Dataset excerpts on object pointing
********
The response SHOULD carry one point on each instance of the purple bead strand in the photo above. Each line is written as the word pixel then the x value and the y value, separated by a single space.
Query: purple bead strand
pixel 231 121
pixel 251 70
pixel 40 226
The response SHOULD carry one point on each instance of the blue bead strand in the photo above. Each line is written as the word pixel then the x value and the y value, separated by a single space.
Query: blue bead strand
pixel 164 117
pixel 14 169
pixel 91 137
********
■ WRITTEN REQUEST
Rewrite the listing with every "bead strand" changed to "bead string", leaving the rest of it as it is.

■ EXPECTED OUTPUT
The response SHOULD carry one point on each instance of the purple bead string in the photo above. Each line is written as the word pixel then the x value and the y value, separated by a single space.
Query: purple bead string
pixel 231 121
pixel 251 70
pixel 40 226
The response SHOULD carry one point on each instance of the blue bead string in the photo above. Each line is written as the word pixel then the x value and the y value, separated by a single space.
Query: blue bead string
pixel 164 117
pixel 14 169
pixel 91 137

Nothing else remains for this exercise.